* Task statement
Word for word, repeat the lines of the records from the first line up to and including the line that contains "x=429, y=48", passing over any pictures.

····················

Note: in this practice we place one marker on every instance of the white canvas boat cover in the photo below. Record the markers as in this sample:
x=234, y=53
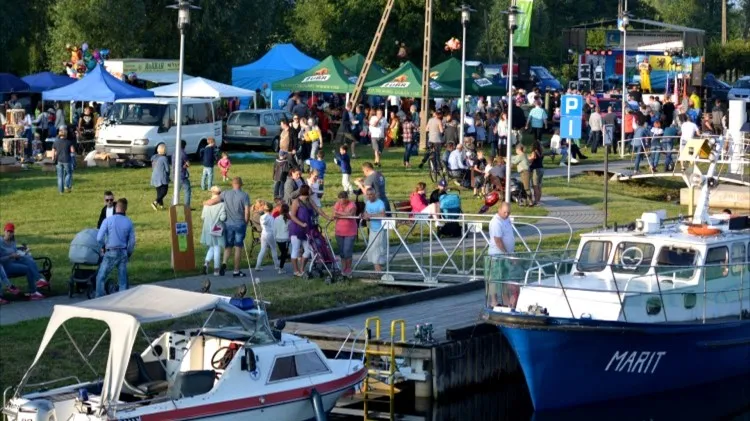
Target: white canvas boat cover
x=84, y=248
x=124, y=312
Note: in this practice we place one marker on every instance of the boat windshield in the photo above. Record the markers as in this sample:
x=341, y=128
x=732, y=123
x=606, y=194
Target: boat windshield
x=676, y=261
x=632, y=257
x=594, y=256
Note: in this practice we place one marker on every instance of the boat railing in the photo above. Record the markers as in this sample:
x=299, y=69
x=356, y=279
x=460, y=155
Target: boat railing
x=659, y=288
x=415, y=249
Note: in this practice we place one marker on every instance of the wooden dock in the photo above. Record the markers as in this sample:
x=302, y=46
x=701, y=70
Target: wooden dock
x=463, y=351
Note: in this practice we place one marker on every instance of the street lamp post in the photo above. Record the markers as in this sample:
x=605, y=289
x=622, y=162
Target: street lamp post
x=183, y=20
x=624, y=21
x=465, y=15
x=512, y=25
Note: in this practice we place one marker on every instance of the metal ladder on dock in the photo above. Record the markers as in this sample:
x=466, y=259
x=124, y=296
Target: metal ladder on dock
x=390, y=373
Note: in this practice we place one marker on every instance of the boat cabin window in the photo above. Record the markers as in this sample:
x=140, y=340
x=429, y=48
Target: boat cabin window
x=739, y=265
x=291, y=366
x=717, y=263
x=594, y=256
x=676, y=262
x=632, y=257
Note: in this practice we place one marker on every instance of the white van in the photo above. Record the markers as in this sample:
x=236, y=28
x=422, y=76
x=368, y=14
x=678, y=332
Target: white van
x=134, y=127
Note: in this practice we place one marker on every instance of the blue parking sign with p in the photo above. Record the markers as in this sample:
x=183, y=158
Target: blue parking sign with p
x=571, y=116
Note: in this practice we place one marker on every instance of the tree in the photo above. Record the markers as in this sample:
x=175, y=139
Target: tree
x=116, y=25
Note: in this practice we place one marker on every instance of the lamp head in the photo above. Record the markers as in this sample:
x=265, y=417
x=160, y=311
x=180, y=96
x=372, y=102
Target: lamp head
x=466, y=11
x=183, y=12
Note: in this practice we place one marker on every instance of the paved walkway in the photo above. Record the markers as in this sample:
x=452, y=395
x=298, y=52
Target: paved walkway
x=579, y=216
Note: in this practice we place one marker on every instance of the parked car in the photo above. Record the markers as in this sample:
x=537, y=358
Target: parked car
x=134, y=127
x=719, y=88
x=255, y=128
x=740, y=89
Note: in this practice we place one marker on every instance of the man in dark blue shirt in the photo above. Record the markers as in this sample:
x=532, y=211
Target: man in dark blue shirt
x=117, y=237
x=208, y=159
x=62, y=151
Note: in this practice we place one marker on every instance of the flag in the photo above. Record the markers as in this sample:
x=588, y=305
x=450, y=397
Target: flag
x=523, y=32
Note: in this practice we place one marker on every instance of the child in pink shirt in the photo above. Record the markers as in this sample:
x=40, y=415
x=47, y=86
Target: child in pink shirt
x=224, y=164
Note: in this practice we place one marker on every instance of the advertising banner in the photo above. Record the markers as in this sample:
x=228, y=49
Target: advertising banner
x=523, y=32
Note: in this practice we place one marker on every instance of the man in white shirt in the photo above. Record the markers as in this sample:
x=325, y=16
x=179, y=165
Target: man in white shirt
x=502, y=241
x=688, y=130
x=457, y=165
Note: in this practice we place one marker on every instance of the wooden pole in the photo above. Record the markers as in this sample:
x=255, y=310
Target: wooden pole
x=425, y=108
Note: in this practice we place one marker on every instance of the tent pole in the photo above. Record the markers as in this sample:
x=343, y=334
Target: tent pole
x=177, y=144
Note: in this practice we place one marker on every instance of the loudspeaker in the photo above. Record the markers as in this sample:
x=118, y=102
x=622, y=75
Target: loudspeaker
x=523, y=68
x=696, y=77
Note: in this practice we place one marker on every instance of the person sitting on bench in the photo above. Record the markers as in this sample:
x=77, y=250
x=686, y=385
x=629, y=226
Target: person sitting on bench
x=457, y=168
x=418, y=201
x=17, y=261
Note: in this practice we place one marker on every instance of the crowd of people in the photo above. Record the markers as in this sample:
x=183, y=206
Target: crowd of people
x=284, y=222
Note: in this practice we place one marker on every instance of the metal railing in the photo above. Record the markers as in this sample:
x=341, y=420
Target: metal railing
x=693, y=286
x=415, y=250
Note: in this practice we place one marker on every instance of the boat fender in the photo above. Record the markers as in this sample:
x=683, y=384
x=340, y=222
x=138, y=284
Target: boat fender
x=38, y=410
x=318, y=409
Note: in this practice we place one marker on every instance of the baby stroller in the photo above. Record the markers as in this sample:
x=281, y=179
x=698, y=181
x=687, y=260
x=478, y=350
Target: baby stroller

····················

* Task result
Note: in this practice we place one marker on every instance of the white canvas boat cover in the photo below. Record the markers as in this sample:
x=234, y=53
Target: white canvas boat cover
x=84, y=248
x=124, y=312
Note: in this practice we place one marker on every instance of the boat windshield in the photo above. Record the markers as in this sample:
x=341, y=128
x=732, y=123
x=606, y=194
Target: boat windshield
x=676, y=261
x=632, y=257
x=594, y=256
Note: in this practice we place one marker on every instance of the boat railing in the photo above. Record the markers as in this sample:
x=299, y=69
x=356, y=279
x=460, y=155
Target: boat railing
x=659, y=288
x=415, y=249
Note: in this practice we place one marker on every instance of the wooden dock in the photo above. Record the markers as in this sample:
x=302, y=46
x=701, y=70
Target: wooden dock
x=463, y=351
Note: in this practice we place one marker on every instance of the street lamp post in the photo above. Record the markers as in this sample:
x=605, y=289
x=622, y=162
Target: street lamp post
x=183, y=20
x=624, y=21
x=465, y=15
x=512, y=25
Note: in this practice we place one marker on every instance of the metal ladder on dock in the photo above. Record the markers as in this sample:
x=466, y=259
x=124, y=296
Target: metal ladder on dock
x=390, y=373
Note: in this practice we place one marker on every instance of the boat cabin window in the photo above. Record the markers as in this sample:
x=140, y=340
x=429, y=48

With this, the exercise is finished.